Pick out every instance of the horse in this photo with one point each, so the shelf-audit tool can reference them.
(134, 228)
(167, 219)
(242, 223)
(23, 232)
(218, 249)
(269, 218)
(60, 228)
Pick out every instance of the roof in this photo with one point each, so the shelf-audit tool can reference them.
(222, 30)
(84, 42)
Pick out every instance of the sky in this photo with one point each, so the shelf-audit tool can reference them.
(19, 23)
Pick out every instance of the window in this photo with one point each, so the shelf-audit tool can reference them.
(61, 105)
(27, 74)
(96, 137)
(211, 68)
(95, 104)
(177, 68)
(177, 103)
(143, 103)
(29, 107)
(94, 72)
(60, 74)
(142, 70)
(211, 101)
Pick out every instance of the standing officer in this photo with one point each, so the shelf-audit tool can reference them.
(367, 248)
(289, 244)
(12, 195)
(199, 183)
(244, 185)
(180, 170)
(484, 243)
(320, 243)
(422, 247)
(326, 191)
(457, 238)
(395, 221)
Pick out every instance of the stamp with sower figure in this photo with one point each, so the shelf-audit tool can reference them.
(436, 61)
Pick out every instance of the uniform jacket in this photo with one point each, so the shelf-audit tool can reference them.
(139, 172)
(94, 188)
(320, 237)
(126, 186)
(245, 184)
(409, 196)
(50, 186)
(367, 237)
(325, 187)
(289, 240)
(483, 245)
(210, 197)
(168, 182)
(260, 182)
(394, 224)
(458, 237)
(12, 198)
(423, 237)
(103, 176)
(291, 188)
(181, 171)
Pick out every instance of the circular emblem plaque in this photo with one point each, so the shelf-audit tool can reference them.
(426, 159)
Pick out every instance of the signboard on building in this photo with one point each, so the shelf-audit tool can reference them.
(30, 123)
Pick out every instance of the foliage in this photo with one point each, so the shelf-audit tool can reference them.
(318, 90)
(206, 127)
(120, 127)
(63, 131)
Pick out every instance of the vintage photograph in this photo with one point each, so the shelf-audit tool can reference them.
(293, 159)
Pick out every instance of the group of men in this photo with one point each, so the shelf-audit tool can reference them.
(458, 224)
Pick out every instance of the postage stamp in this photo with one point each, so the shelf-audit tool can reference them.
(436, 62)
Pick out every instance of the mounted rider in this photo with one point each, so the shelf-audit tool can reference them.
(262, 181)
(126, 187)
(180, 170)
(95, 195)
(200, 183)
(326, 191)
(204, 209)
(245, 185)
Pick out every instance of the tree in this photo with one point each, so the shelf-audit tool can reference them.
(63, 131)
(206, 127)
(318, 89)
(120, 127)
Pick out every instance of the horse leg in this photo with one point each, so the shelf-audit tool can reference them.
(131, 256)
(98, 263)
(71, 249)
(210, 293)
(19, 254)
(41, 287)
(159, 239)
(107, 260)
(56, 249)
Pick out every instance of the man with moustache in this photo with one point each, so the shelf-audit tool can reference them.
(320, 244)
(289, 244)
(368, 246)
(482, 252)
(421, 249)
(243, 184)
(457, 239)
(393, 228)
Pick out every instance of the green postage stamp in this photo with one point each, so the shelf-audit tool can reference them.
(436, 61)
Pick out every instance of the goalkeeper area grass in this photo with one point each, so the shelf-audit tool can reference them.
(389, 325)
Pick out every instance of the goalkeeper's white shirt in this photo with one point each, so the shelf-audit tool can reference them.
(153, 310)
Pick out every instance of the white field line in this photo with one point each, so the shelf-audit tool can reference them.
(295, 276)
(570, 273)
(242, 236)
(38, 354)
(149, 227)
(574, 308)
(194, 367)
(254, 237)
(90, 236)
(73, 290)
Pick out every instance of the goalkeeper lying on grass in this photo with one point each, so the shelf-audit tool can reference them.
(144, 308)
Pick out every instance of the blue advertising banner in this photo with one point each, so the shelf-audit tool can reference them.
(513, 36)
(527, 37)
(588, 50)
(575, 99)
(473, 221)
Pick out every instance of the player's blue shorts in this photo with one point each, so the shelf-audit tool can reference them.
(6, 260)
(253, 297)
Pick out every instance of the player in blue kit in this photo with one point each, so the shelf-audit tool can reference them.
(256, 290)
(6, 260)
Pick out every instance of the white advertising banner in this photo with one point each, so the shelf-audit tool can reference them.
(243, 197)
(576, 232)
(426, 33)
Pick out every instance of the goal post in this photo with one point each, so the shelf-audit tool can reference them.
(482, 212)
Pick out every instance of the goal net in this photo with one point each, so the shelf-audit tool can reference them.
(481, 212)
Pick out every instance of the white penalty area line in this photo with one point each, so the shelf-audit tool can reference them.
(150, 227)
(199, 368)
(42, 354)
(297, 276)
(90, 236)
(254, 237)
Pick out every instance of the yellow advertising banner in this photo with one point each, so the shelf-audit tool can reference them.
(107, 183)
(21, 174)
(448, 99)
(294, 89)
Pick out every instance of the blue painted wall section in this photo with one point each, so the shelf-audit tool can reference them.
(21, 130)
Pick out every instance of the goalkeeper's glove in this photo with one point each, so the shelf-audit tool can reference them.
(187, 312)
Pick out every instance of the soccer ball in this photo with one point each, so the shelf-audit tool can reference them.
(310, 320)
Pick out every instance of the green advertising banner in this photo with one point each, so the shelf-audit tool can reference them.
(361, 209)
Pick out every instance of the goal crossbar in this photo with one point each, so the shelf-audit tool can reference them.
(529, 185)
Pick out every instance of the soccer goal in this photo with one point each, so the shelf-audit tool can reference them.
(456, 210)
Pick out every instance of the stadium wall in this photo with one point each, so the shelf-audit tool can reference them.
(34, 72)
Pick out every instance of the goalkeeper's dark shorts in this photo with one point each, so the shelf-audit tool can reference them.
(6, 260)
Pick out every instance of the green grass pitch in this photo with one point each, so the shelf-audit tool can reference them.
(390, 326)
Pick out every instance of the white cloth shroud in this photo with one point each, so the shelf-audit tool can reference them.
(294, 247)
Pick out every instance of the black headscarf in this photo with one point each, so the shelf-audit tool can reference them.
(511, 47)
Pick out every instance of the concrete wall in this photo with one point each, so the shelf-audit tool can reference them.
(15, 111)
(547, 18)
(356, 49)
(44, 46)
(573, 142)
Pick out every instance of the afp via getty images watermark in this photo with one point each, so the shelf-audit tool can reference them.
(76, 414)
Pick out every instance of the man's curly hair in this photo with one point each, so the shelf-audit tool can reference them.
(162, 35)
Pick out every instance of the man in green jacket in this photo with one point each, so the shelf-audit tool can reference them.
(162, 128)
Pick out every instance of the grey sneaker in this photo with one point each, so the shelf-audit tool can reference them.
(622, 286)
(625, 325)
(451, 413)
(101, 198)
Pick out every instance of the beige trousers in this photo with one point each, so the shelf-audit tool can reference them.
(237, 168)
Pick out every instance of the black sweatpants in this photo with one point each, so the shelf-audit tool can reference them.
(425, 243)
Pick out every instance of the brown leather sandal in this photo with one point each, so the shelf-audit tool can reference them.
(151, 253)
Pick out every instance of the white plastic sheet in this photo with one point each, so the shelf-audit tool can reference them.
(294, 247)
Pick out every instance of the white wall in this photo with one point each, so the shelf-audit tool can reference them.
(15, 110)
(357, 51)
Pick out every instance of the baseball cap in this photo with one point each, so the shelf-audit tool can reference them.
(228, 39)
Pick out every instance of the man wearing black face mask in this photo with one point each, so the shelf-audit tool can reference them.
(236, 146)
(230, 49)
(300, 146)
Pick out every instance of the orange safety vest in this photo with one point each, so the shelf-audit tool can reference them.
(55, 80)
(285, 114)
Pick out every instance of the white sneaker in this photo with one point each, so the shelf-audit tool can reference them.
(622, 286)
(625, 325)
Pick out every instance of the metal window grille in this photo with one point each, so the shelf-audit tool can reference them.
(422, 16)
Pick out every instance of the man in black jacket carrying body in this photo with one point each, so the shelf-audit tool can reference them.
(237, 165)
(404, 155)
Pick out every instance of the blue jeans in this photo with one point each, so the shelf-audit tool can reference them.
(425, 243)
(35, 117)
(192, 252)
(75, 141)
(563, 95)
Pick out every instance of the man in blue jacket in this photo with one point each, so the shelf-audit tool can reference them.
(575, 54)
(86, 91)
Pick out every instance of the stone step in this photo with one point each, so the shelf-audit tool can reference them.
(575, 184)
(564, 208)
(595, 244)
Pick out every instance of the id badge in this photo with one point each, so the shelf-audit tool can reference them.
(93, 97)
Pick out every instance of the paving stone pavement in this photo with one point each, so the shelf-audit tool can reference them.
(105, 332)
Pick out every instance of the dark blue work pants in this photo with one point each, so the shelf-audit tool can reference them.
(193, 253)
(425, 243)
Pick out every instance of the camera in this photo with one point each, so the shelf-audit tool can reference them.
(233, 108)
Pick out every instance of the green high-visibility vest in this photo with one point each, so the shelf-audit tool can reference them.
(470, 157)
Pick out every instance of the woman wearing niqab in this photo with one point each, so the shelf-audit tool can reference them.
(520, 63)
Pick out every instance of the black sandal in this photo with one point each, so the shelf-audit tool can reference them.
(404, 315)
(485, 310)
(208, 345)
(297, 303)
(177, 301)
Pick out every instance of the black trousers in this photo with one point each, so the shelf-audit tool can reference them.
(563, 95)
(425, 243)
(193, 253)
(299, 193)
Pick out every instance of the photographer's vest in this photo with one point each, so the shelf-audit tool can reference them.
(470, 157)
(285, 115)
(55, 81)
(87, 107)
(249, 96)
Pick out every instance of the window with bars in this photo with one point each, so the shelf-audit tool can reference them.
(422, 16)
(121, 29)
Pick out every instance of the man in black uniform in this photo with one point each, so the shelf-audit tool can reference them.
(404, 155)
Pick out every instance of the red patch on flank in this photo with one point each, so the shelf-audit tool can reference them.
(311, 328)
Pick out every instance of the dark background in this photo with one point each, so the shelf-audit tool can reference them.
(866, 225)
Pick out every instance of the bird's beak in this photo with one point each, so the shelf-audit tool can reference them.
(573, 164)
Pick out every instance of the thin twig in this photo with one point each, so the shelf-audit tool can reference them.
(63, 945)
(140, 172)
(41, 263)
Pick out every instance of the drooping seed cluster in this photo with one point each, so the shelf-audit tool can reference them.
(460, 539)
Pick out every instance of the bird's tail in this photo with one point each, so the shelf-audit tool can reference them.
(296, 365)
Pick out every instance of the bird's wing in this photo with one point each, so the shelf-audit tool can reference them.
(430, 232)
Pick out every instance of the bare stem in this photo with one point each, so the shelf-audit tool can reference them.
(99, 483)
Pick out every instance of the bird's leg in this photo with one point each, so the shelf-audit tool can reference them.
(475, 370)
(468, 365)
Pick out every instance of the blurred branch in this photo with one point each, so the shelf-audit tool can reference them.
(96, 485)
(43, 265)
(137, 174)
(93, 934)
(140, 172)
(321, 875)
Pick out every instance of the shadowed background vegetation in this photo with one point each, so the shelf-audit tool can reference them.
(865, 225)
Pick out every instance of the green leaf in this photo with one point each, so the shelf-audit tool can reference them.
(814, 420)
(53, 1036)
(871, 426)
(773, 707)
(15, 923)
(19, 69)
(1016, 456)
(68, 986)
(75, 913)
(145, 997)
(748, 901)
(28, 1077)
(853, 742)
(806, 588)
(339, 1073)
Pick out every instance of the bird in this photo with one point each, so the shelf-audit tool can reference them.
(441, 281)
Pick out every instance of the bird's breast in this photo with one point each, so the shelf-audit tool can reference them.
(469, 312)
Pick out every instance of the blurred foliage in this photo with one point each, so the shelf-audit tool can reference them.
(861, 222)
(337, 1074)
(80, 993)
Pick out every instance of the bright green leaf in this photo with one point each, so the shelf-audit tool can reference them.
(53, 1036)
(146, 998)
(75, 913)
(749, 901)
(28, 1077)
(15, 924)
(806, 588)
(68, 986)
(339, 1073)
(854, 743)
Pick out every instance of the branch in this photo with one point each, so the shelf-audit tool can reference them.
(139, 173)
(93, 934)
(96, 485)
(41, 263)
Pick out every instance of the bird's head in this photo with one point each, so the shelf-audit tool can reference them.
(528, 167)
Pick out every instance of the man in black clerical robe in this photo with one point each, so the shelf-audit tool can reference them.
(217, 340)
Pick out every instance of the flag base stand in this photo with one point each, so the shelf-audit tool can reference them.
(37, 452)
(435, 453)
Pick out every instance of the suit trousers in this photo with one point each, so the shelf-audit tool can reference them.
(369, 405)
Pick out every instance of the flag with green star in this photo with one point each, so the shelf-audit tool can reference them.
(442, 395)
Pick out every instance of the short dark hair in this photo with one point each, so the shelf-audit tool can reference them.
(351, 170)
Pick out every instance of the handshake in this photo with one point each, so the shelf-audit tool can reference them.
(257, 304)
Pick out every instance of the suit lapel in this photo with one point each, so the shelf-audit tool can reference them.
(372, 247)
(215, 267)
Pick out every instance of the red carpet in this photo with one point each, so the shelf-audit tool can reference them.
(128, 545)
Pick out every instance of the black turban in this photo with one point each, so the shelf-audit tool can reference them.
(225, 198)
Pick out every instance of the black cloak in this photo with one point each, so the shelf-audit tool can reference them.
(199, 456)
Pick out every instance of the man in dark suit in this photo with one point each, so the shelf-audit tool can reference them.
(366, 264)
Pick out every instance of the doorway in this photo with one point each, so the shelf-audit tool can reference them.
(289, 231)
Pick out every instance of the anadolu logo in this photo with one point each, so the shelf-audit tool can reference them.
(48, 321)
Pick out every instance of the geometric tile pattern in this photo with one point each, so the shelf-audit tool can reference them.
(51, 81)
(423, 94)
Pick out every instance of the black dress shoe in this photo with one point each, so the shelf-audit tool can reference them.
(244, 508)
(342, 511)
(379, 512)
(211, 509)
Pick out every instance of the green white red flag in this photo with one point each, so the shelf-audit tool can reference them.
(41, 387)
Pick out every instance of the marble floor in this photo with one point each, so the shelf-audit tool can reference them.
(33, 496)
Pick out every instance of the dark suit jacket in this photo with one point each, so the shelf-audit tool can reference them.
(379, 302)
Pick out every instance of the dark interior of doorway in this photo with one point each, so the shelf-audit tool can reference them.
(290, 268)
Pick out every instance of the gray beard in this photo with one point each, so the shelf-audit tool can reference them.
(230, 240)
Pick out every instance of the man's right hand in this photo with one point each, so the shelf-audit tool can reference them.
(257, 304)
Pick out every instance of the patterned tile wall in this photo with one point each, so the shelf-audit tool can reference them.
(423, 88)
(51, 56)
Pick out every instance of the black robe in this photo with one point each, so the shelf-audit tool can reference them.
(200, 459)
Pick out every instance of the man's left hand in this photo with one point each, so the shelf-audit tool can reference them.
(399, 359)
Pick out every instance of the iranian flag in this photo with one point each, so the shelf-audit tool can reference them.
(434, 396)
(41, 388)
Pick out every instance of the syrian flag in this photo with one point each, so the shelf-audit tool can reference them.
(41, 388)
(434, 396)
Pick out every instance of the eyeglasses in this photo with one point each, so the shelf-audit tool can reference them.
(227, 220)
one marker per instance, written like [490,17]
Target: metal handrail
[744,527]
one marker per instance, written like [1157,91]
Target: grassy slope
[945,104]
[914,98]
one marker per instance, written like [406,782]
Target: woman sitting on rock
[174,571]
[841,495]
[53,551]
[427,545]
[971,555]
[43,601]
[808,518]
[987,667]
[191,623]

## Work order
Show every line from the entries that includes the word "marker".

## Task output
one marker per instance, written like [490,17]
one marker per instance, written like [1157,91]
one marker per instance, written like [406,782]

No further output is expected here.